### Entries supplied
— BEGIN —

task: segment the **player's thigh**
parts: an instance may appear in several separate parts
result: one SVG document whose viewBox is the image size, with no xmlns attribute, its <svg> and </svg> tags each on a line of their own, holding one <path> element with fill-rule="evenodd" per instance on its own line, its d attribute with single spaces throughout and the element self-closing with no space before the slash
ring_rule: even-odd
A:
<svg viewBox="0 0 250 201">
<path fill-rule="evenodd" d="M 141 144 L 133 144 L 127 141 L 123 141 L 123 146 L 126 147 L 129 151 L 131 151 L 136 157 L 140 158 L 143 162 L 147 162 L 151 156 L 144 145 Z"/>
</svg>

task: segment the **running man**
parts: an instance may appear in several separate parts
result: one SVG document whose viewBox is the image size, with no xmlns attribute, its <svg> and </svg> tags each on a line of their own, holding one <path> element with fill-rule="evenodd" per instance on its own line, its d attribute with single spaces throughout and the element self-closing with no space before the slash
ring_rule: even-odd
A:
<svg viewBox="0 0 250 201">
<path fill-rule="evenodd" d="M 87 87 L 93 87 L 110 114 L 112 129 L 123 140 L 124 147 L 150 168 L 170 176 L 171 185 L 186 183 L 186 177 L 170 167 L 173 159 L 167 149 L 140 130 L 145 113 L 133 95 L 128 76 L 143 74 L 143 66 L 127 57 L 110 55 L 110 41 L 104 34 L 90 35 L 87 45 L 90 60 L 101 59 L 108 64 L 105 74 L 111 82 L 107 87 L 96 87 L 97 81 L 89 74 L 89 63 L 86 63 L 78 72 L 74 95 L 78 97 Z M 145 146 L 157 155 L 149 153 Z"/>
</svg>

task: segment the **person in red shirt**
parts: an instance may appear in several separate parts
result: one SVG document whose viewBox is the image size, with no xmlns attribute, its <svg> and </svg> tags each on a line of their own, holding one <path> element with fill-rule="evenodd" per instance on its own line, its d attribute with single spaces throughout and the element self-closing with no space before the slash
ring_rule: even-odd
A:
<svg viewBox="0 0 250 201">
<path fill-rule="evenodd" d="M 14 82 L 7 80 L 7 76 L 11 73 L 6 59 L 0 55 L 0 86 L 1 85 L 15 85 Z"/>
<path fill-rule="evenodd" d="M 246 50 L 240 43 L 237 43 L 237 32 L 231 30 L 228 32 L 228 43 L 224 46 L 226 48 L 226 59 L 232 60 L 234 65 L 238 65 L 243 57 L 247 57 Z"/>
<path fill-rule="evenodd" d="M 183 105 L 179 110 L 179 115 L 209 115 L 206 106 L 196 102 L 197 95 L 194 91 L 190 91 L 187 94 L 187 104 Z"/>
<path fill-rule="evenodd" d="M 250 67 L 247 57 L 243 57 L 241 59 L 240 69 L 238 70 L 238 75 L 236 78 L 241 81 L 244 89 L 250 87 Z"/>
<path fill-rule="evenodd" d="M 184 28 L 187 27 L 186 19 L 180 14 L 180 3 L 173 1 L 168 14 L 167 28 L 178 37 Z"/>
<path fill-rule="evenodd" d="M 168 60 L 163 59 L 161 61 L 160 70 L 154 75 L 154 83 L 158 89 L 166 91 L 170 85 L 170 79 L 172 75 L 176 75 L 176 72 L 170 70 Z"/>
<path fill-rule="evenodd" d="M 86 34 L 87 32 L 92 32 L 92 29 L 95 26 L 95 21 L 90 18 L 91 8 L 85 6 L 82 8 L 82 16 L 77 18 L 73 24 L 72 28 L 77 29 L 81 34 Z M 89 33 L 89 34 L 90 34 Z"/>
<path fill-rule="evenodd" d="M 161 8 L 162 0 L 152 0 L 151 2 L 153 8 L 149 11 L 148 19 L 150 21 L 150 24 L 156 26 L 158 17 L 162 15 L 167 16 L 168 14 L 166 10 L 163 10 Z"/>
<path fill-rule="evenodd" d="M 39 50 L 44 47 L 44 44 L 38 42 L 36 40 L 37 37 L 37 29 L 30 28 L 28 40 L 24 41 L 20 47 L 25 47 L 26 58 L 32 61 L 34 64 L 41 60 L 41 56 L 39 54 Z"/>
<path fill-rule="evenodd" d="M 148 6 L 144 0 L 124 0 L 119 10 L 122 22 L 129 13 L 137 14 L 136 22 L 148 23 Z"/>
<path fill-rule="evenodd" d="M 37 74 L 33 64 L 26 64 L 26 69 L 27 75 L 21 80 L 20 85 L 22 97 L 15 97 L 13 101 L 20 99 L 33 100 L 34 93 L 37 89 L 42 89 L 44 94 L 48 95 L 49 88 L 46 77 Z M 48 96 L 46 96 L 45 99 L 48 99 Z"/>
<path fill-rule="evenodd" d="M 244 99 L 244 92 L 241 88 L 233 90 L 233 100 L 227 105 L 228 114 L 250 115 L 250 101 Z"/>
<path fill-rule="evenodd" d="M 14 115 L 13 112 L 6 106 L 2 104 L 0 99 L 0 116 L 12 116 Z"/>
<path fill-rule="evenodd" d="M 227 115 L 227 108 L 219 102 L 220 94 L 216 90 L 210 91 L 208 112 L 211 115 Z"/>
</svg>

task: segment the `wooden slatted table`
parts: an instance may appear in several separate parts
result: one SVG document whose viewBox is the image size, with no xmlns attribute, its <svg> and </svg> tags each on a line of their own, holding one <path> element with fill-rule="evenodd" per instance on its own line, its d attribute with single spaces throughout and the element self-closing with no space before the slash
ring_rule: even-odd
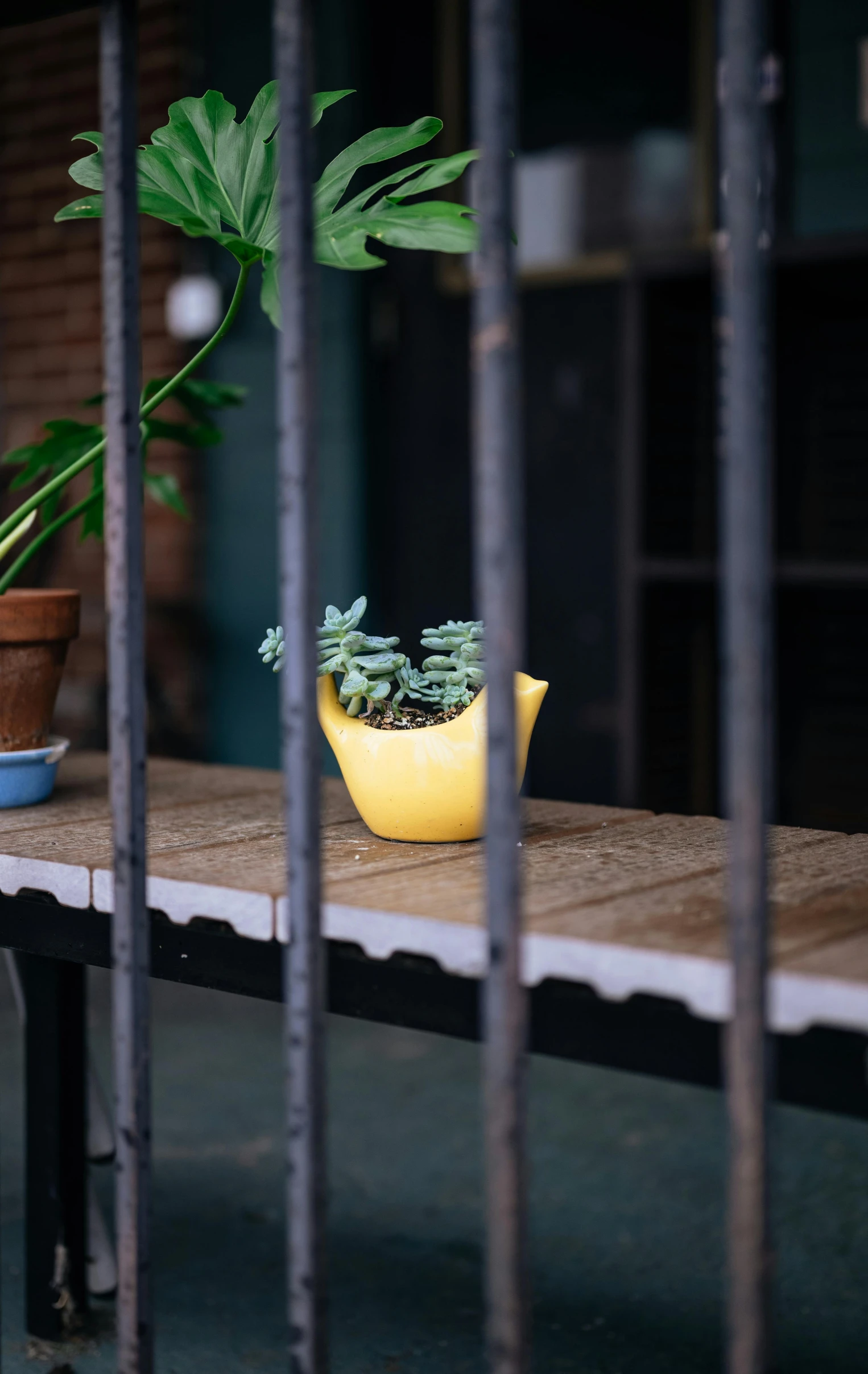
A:
<svg viewBox="0 0 868 1374">
<path fill-rule="evenodd" d="M 707 816 L 525 802 L 523 978 L 648 993 L 722 1021 L 725 824 Z M 775 826 L 770 1025 L 868 1032 L 868 835 Z M 339 779 L 323 782 L 324 932 L 372 959 L 427 956 L 485 971 L 483 845 L 379 840 Z M 280 775 L 154 760 L 148 905 L 174 925 L 220 921 L 286 938 Z M 106 758 L 71 754 L 55 797 L 0 813 L 0 893 L 110 912 Z"/>
<path fill-rule="evenodd" d="M 151 971 L 280 998 L 282 779 L 152 760 Z M 725 824 L 526 801 L 530 1048 L 718 1087 L 729 1011 Z M 868 1118 L 868 835 L 772 827 L 769 1018 L 777 1098 Z M 323 780 L 332 1011 L 478 1037 L 485 846 L 391 844 Z M 58 1237 L 84 1292 L 87 965 L 110 965 L 106 757 L 51 801 L 0 812 L 0 947 L 26 1003 L 26 1323 L 59 1333 Z"/>
</svg>

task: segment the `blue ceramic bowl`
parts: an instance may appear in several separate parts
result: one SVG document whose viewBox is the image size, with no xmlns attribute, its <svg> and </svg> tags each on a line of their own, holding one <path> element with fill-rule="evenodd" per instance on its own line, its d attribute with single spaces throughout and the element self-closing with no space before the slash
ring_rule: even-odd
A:
<svg viewBox="0 0 868 1374">
<path fill-rule="evenodd" d="M 44 749 L 0 753 L 0 811 L 33 807 L 51 797 L 58 764 L 67 749 L 69 739 L 49 735 Z"/>
</svg>

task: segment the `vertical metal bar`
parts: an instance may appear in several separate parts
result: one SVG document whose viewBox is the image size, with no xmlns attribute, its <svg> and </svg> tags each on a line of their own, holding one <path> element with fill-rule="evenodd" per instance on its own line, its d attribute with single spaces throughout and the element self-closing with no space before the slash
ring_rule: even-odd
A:
<svg viewBox="0 0 868 1374">
<path fill-rule="evenodd" d="M 618 462 L 618 802 L 639 798 L 641 628 L 639 574 L 643 283 L 630 272 L 621 289 L 621 434 Z"/>
<path fill-rule="evenodd" d="M 293 1374 L 326 1369 L 324 970 L 320 938 L 316 723 L 316 404 L 312 228 L 312 22 L 306 0 L 276 0 L 280 82 L 277 359 L 282 675 L 290 943 L 284 952 L 287 1274 Z"/>
<path fill-rule="evenodd" d="M 761 0 L 721 4 L 722 741 L 733 1009 L 728 1040 L 729 1374 L 768 1359 L 765 1065 L 769 742 L 766 287 Z"/>
<path fill-rule="evenodd" d="M 136 4 L 103 0 L 103 368 L 111 923 L 117 1113 L 118 1370 L 150 1374 L 151 1084 L 146 875 L 144 556 L 139 438 Z"/>
<path fill-rule="evenodd" d="M 511 0 L 474 0 L 475 199 L 481 245 L 472 298 L 472 480 L 477 598 L 488 658 L 488 925 L 485 1162 L 488 1359 L 494 1374 L 527 1364 L 525 1300 L 526 1000 L 519 980 L 521 812 L 515 787 L 515 688 L 521 666 L 522 547 L 518 323 L 511 154 L 515 56 Z"/>
</svg>

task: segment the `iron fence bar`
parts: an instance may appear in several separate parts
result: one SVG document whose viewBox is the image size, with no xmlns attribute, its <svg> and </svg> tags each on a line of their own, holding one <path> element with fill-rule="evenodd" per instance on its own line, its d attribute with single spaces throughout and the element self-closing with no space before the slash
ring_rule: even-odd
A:
<svg viewBox="0 0 868 1374">
<path fill-rule="evenodd" d="M 471 316 L 477 600 L 488 660 L 488 927 L 483 1101 L 486 1340 L 493 1374 L 527 1364 L 525 1298 L 526 1000 L 519 980 L 521 812 L 515 789 L 515 687 L 523 629 L 518 322 L 511 155 L 515 58 L 511 0 L 474 0 L 475 203 L 481 245 Z"/>
<path fill-rule="evenodd" d="M 618 436 L 618 802 L 639 796 L 641 692 L 641 537 L 644 283 L 621 287 L 621 433 Z"/>
<path fill-rule="evenodd" d="M 316 407 L 308 0 L 276 0 L 280 82 L 280 297 L 277 356 L 283 769 L 290 941 L 283 995 L 287 1102 L 287 1304 L 293 1374 L 323 1374 L 324 960 L 320 936 L 316 720 Z"/>
<path fill-rule="evenodd" d="M 722 763 L 729 818 L 728 1370 L 761 1374 L 768 1359 L 768 1128 L 765 1062 L 769 776 L 769 425 L 766 267 L 769 235 L 760 100 L 761 0 L 722 0 L 721 548 Z"/>
<path fill-rule="evenodd" d="M 117 1113 L 118 1370 L 150 1374 L 150 1025 L 146 879 L 144 550 L 139 436 L 135 0 L 103 0 L 103 370 L 108 745 L 114 830 L 113 1035 Z"/>
</svg>

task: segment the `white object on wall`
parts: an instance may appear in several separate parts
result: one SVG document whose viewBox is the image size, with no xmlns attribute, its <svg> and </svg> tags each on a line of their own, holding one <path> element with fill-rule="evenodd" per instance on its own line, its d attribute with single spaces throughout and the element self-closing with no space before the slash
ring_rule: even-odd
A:
<svg viewBox="0 0 868 1374">
<path fill-rule="evenodd" d="M 173 339 L 206 338 L 221 317 L 222 291 L 213 276 L 180 276 L 166 291 L 166 328 Z"/>
<path fill-rule="evenodd" d="M 578 148 L 522 153 L 515 159 L 519 268 L 558 267 L 582 250 L 582 155 Z"/>
</svg>

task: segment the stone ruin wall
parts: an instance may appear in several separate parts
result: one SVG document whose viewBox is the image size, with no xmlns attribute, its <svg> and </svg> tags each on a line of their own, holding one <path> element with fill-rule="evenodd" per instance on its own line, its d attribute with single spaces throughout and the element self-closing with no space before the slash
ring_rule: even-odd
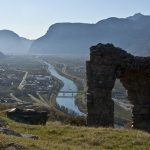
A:
<svg viewBox="0 0 150 150">
<path fill-rule="evenodd" d="M 128 91 L 133 127 L 150 130 L 150 57 L 135 57 L 112 44 L 90 49 L 87 61 L 88 126 L 113 126 L 112 89 L 116 78 Z"/>
</svg>

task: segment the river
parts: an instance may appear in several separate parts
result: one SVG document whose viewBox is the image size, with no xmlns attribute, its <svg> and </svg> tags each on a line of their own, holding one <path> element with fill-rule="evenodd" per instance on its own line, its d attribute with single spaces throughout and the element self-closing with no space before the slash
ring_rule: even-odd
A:
<svg viewBox="0 0 150 150">
<path fill-rule="evenodd" d="M 50 71 L 50 73 L 64 83 L 64 86 L 61 88 L 61 91 L 77 92 L 77 86 L 72 80 L 60 75 L 53 65 L 48 63 L 46 64 L 48 65 L 48 70 Z M 59 92 L 56 98 L 56 102 L 59 104 L 59 106 L 64 106 L 65 108 L 68 108 L 69 112 L 74 111 L 78 115 L 84 115 L 82 112 L 80 112 L 80 110 L 75 104 L 75 95 L 76 94 L 72 96 L 72 93 L 65 93 L 64 95 Z"/>
</svg>

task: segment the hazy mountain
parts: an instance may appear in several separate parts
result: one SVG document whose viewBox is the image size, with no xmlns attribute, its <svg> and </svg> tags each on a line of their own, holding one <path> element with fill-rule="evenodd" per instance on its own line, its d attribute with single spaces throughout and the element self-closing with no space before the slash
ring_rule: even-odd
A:
<svg viewBox="0 0 150 150">
<path fill-rule="evenodd" d="M 5 55 L 2 52 L 0 52 L 0 59 L 2 58 L 5 58 Z"/>
<path fill-rule="evenodd" d="M 30 52 L 82 55 L 97 43 L 113 43 L 136 55 L 150 55 L 150 16 L 112 17 L 96 24 L 57 23 L 32 43 Z"/>
<path fill-rule="evenodd" d="M 31 40 L 19 37 L 12 31 L 0 30 L 0 51 L 3 53 L 24 54 L 31 44 Z"/>
</svg>

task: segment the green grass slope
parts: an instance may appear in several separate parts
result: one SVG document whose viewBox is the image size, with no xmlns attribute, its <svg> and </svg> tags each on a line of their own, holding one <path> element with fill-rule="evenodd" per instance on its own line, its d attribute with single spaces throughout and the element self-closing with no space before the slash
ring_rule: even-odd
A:
<svg viewBox="0 0 150 150">
<path fill-rule="evenodd" d="M 138 130 L 88 128 L 48 122 L 46 126 L 16 123 L 0 114 L 9 128 L 37 135 L 38 140 L 0 134 L 0 143 L 16 142 L 29 150 L 149 150 L 150 134 Z M 11 148 L 9 148 L 10 150 Z"/>
</svg>

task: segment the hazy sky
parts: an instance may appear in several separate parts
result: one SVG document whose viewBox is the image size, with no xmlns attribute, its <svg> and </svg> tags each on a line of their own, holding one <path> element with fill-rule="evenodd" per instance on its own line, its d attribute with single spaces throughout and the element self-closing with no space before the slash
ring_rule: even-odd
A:
<svg viewBox="0 0 150 150">
<path fill-rule="evenodd" d="M 150 15 L 150 0 L 0 0 L 0 29 L 35 39 L 56 22 L 96 23 L 138 12 Z"/>
</svg>

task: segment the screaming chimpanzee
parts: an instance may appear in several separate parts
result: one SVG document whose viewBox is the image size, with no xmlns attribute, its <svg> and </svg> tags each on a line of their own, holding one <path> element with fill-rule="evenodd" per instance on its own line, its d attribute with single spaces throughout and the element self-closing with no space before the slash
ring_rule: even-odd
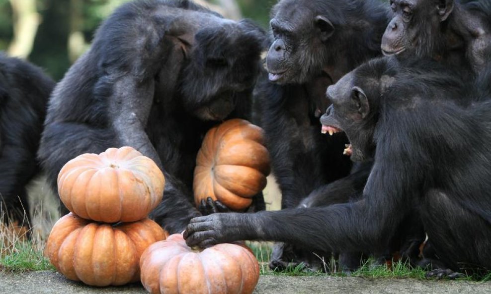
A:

— END —

### Short task
Rewrite the records starting at the line that contains "task: segment the screaming chimpanzee" and ending at the end of the records, putting "object" wherever "instance" appears and changing nothing else. Leave the pictures out of your answer.

### Response to the task
task: segment the screaming chimpanzee
parts: an object may appear in several separate parts
result: one SVG document whose viewBox is the image size, with no xmlns attribute, its <svg> and </svg> tags each on a line of their own, holding one <path> element with fill-rule="evenodd" per object on its own line, its d attribute with single spaces throughout and the element self-closing with no space before the slash
ring_rule: even-odd
A:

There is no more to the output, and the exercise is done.